* **Extract to read**

----

Books

Paprika

Paprika
Pub date 1st January 1993
Original publisher Chuokoron-Sha Inc. (Japan)
Publisher (UK) Alma Books
Publisher (US) Pantheon Books
International publishers Shanghai Translation Publishers (China), Euromedia (Czech Republic), Eksmo (Russia)

Paprika – exotic, piquant, to be used sparingly. The eponymous heroine of Tsutsui’s 1993 novel is the alter ego of brilliant and beautiful psychotherapist Atsuko Chiba, one of the leading brains in the Institute for Psychiatric Research. An expert in the use of ‘psychotherapy devices’ that trap a patient’s dreams and display them on a monitor, Atsuko is able to manipulate those dreams, even enter them, as an aid to psychoanalysis. When treating private patients, Atsuko transforms herself into the guise of Paprika – a captivating girl of unknown age – to mask her true identity.

As Paprika delves ever deeper into her realm of fantasy, the borderline between dream and reality becomes increasingly blurred. All the more so when a colleague at the Institute develops a new device that allows the dreams of several individuals to be combined simultaneously. With this, they enter dangerous territory – far from curing their patients, they could drive them insane. They face opposition from a faction of  ‘traditionalists’ within the Institute, who attempt to thwart them at every turn. This battle between the two factions provides the novel with the thread of a plotline.

----

* **Source data**

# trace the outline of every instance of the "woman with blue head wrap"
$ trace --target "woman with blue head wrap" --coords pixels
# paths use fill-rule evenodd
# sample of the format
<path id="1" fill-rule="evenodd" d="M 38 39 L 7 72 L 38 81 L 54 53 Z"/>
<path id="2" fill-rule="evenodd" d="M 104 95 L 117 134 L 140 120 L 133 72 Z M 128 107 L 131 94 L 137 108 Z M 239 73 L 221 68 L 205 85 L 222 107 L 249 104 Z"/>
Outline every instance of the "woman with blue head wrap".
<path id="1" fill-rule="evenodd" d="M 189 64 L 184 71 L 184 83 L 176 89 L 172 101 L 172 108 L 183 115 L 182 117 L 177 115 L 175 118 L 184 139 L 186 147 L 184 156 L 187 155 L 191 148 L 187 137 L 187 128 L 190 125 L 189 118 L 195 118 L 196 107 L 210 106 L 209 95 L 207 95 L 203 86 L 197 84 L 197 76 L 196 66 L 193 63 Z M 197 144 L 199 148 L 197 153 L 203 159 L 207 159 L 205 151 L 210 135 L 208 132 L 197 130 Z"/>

----

* **Requirement 1**
In the book page about the novel Paprika, who is the psychotherapist whose alter ego is Paprika?
* **Requirement 2**
Continue the book page about the novel Paprika, starting right after its last sentence.

* **Final answer 1**
Atsuko Chiba

* **Final answer 2**
Paprika, Tsutsui’s last work before his self-imposed three year hiatus in the mid-1990’s, could be described as the very pinnacle of his art. Rich in humorous dialogue and ridiculous situations, replete with the folly of human desires, yet with an underlying sense of menace that ‘all is not what it seems’. Of course, by exploring the world of dreams and their relevance to psychoanalysis, Tsutsui returns to a subject that has engaged him since his student days. But it is in his juxtaposition of opposites, his multi-level approach that his forte as a writer lies.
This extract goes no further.